- [任务说明 A]: 请列出下方条目中所有包含字符串“girl”的行，匹配时区分大小写。

EM方法解高斯混合模型(GMM)Matlab实现

背景：PRML 第9章 9.2Mixtures of Gaussians 中算法实现

function  model = gmmEM(data,K,option)
%
% K 为model数
% Reference: PRML p438-439
tic 
if nargin < 3
    option.eps = 1e-12;
    option.maxiter = 1000;
    
end

global num_data K
X = data.X;  %X为D*N型数据，跟PRML对样本数据描述相反
[dim num_data] = size(X);

%Initialize
%-------------------------------
%K = numel(unique(data.y));
[inx, C,~] = kmeans(X',K);
mu = C';
pai = zeros(1,K);
E = zeros(dim,dim,K);
for k=1:K
    pai(k) = sum(inx==k);   
    E(:,:,k) = eye(dim);
end
pai = pai/num_data;

iter = 0;
log_val = logGMM(X,mu,E,pai);

while   iter<option.maxiter     
    iter = iter+1;
    % E step 
    Yz = compu_Yz(X,mu,E,pai);    
    % M step 
    NK = sum(Yz);
    for k = 1:K
        mu(:,k) = 1/NK(k)*X*Yz(:,k);
        Ek = zeros(dim,dim);
        for n=1:num_data
            Ek = Ek + Yz(n,k)*(X(:,n)-mu(:,k))*(X(:,n)-mu(:,k))';
        end
        E(:,:,k) = 1/NK(k)*Ek;        
    end
    pai = NK/num_data;
    %检查是否收敛  
    log_val_new = logGMM(X,mu,E,pai);
    if abs(log_val_new-log_val) < option.eps        
        model.Yz = Yz;
        model.mu = mu;
        model.E = E;
        model.iter = iter;
        break
    end
    log_val = log_val_new;
    if mod(iter,10)==0
        disp(['-----进行第' num2str(iter) '迭代...'])
    end
end
if iter==option.maxiter
    fprintf('达到最大迭代次数%d',maxiter)
    model.Yz = Yz;
    model.mu = mu;
    model.E = E;
    model.iter = iter;
end
toc
%model.usedTime = toc-tic;
end

%------------------------------------
function val = logGMM(X,mu,E,pai)
global num_data K
val = 0;
%N = size(X,2);
%K = size(mu,2);
for n=1:num_data
    tmp = 0;
    for k=1:K        
        p = mvnpdf(X(:,n),mu(:,k),E(:,:,k));
        tmp = tmp+pai(k)*p;
    end
    val = val + log(tmp);
end
end

%---------------------------------------------------------------
function Yz = compu_Yz(X,mu,E,pai)
    global num_data K
    Yz = zeros(num_data,K);
    for n = 1:num_data
        Y_nK = zeros(1,K);
        for k=1:K
            Y_nK(k) = pai(k)*mvnpdf(X(:,n),mu(:,k),E(:,:,k));
        end
        Yz(n,:) = Y_nK/sum(Y_nK);
    end
end

使用stprtool工具箱中的数据做了个实验：gmmEM的收敛条件设为 log(p(X))值改变很小

%载入数据
data = load('krkonose.mat');

%gmmEM算法估计
model = gmmEM(data,3)

%估计后的均值点 mu 对比 
EM_mu = model.mu 
true_mu = data.model.Mean

%各个model的协方差对比
EM_E = model.E 
true_E = data.model.Cov

实验结果：可以看到协方差E<根据mu的相关顺序观察>的估计较差，这与gmmEM的收敛条件没有对E做出约束有关

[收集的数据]
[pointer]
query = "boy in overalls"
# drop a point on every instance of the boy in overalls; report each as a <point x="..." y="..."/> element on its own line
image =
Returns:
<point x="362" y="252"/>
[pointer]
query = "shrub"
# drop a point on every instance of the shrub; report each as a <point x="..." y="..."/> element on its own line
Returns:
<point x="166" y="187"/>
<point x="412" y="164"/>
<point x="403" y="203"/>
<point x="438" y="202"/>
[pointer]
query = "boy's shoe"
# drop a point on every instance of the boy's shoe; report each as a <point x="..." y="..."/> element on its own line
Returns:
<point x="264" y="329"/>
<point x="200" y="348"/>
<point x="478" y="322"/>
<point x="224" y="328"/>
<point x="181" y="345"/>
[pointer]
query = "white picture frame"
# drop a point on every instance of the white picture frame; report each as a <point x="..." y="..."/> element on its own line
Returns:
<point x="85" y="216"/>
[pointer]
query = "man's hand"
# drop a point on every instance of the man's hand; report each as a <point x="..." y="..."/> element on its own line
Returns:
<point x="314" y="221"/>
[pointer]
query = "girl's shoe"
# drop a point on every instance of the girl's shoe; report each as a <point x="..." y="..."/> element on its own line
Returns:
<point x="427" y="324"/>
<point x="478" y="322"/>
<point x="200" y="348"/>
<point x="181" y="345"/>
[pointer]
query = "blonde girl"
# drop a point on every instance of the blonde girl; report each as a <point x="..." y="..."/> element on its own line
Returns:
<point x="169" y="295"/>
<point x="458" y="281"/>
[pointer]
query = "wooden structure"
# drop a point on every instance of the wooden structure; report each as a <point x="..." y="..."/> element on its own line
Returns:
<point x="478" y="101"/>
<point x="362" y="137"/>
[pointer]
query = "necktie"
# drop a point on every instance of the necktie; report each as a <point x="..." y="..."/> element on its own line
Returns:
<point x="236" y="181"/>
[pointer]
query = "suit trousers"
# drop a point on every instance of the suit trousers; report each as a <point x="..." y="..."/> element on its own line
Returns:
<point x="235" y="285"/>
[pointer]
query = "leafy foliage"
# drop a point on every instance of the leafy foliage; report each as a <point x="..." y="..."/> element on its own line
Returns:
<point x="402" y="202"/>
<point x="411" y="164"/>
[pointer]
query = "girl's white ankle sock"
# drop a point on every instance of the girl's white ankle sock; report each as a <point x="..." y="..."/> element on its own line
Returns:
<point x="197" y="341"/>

- [任务说明 B]: 根据上方的文本摘录，在实验结果中，哪一项的估计较差？

- [正确输出 A]:
query = "girl's shoe"
# drop a point on every instance of the girl's shoe; report each as a <point x="..." y="..."/> element on its own line
query = "blonde girl"
# drop a point on every instance of the blonde girl; report each as a <point x="..." y="..."/> element on its own line
query = "girl's white ankle sock"
# drop a point on every instance of the girl's white ankle sock; report each as a <point x="..." y="..."/> element on its own line

- [正确输出 B]: 协方差E的估计较差。